- Exercise prompt:
Recast every item below as one row of a two-column CSV with the headers request and answer. Put each item's text and its answer in a single quoted field apiece, and replace any line breaks with spaces.

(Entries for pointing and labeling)
──────────────────────────────
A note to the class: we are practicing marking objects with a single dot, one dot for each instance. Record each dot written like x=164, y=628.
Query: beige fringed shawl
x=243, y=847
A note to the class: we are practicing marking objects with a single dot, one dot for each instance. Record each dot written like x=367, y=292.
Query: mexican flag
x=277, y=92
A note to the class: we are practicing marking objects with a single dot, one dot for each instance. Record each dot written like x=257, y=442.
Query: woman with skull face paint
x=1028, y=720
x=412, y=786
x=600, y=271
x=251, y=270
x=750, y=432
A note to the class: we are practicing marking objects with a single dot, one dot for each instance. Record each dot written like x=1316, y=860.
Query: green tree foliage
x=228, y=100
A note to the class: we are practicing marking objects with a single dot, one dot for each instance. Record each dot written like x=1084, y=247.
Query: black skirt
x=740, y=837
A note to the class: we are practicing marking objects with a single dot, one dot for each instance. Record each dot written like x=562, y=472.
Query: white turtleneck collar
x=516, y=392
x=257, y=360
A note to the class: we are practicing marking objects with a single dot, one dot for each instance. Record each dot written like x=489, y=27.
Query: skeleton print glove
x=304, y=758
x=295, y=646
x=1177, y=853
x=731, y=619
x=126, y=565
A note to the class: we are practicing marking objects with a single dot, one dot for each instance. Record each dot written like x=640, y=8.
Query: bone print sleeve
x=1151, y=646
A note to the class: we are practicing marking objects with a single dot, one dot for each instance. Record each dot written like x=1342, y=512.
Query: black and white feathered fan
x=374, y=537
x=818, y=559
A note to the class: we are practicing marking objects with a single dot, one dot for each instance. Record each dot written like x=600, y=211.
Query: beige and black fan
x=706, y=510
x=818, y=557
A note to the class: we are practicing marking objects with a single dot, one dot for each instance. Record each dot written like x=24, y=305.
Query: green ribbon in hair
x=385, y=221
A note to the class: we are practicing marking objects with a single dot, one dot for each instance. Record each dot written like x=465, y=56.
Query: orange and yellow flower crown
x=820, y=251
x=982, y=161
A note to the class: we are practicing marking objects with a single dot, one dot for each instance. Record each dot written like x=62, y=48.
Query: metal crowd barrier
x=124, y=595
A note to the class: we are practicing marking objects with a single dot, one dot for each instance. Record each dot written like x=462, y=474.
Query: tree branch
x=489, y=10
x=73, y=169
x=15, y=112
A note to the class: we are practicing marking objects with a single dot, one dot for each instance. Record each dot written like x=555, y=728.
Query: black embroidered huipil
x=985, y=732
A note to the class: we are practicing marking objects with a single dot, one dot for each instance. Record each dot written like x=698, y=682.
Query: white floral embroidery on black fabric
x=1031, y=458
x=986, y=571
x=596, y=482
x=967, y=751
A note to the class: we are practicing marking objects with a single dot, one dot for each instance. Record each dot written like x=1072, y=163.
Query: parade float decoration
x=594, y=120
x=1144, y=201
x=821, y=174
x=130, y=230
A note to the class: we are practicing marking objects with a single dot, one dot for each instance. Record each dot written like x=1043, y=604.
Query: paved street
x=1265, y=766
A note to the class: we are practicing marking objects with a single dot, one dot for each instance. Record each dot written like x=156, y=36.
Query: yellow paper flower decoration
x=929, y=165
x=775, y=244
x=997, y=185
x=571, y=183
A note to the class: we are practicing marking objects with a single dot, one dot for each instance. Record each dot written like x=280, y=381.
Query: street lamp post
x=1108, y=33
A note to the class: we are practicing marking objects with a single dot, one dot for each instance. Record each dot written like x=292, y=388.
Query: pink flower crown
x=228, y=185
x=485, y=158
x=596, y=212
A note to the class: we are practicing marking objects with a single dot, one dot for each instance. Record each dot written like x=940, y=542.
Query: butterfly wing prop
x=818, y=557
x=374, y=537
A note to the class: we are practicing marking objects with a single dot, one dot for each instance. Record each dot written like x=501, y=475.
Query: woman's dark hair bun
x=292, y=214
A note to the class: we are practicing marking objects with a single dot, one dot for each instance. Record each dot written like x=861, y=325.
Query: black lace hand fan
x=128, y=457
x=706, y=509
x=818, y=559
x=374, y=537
──────────────────────────────
- Written response:
request,answer
"A note to the class: we are practicing marking objects with a single dot, one dot for each instance. Record each dot written like x=164, y=628. Query: beige fringed shawl","x=243, y=847"
"A note to the class: we are practicing marking objects with a single dot, one dot for each instance. Record each dot written like x=367, y=292. Query: mexican flag","x=277, y=92"
"A note to the class: we are practicing marking objects with a single dot, one dot for each instance. Record each dot written like x=257, y=442. Query: woman with skull face paint","x=1028, y=720 x=412, y=786 x=600, y=271 x=251, y=270 x=750, y=432"
"A note to the class: we are practicing marking objects with a single dot, one dot for each instance. Record each dot written like x=1316, y=860. Query: green tree foliage","x=228, y=100"
"A note to the class: we are practicing marking objects with a single dot, one dot for each instance. Record each dot written like x=1084, y=247. Query: black skirt","x=740, y=837"
"A note to the class: we are practicing marking objects with a single dot, one dot for each instance. Record each dot written like x=562, y=472. Query: white turtleneck collar","x=516, y=392 x=257, y=360"
"A note to the class: we are practicing marking objects with a single dot, one dot for each instance. Record each dot written like x=489, y=27. Query: skeleton print glove","x=304, y=758 x=295, y=646 x=1177, y=853 x=731, y=619 x=126, y=565"
"A note to the class: we are practicing marking objects with a single dot, one dot for each instance. Record each dot written like x=640, y=8. Query: bone print sleeve","x=1151, y=646"
"A note to the class: we are practicing marking objects with a single dot, one dot for each instance. Record each dot written like x=1342, y=512. Query: black and white feathered fan","x=374, y=537 x=818, y=559"
"A note to the class: we are practicing marking objects with a single dot, one dot for each instance. Record each dot written like x=600, y=211. Query: beige and black fan","x=706, y=510 x=818, y=557"
"A note to the class: we are practicing marking objects with a single dot, one dot for each instance. Record each dot written like x=24, y=305. Query: green ribbon in hair","x=385, y=221"
"A note to the class: we are practicing marking objects with a single dot, one dot for each instance. Record each dot written like x=465, y=56. Query: orange and yellow flower crown","x=820, y=251 x=982, y=161"
"A note to the class: we are practicing marking objects with a single dot, one dot for each instance. Record each dot written like x=62, y=48. Query: metal crowd barrier","x=124, y=595"
"A note to the class: we are practicing marking objects with a single dot, one dot for each instance. Record each dot written like x=462, y=474. Query: tree branch","x=489, y=10 x=73, y=169 x=15, y=112"
"A note to the class: we are practicing marking objects with a single dot, one dot for each instance. Record each dot written like x=555, y=728. Query: black embroidered huipil","x=985, y=732"
"A note to the class: we are practicing marking objects with a single dot, one dot for each instance. Record each dot written like x=698, y=682. Query: white floral embroidery on black fabric","x=1031, y=458 x=986, y=571 x=596, y=482 x=967, y=751"
"A note to the class: we are practicing marking objects with a single dot, one dot for each instance. Record each dot written like x=1072, y=163. Query: parade float decoration","x=594, y=120 x=1144, y=201 x=821, y=174 x=130, y=230"
"A note to the class: we are practicing marking objects with a single dot, one dot for each instance. Record each dot written like x=1043, y=604. Query: paved street","x=1265, y=766"
"A note to the class: we are practicing marking objects with a single dot, one dot for each instance. Record each dot written like x=156, y=36. Query: yellow paper flower decoration","x=929, y=165 x=775, y=244 x=997, y=185 x=571, y=183"
"A note to the class: we are practicing marking objects with a single dot, one dot for each instance. Record each dot written like x=280, y=381. Query: street lamp post","x=1108, y=33"
"A note to the class: we are practicing marking objects with a single dot, one dot for each instance. Record each dot written like x=292, y=388. Query: pink flower crown","x=228, y=185 x=485, y=158 x=596, y=212"
"A note to the class: we are practicing marking objects with a single dot, one dot for each instance. Record each dot written like x=940, y=542. Query: butterfly wing prop","x=818, y=557 x=374, y=537"
"A note to the class: we are practicing marking objects with a single dot, one dot for each instance. Record each dot written like x=501, y=475. Query: woman's dark hair bun","x=292, y=214"
"A note to the class: we are practicing marking objects with a single dot, one dot for each instance. Record each dot written like x=861, y=325. Query: black lace hand fan","x=128, y=457 x=706, y=509 x=818, y=559 x=374, y=537"